[Collected data entries]
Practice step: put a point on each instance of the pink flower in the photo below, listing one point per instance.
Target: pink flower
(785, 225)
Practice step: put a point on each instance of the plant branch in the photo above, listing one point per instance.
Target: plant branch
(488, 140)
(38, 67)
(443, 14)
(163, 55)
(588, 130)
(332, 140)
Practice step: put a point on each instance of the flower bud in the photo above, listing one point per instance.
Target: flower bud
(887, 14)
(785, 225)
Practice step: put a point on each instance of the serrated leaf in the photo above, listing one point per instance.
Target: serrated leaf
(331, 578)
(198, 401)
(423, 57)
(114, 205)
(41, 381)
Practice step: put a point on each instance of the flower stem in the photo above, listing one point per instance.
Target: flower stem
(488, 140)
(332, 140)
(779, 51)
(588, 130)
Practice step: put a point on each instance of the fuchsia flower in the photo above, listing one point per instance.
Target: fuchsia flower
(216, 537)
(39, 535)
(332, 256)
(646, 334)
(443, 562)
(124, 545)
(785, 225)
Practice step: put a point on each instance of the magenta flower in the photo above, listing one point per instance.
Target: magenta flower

> _Task objective_
Number of lines above with the word "magenta": state it alone.

> _Exercise result_
2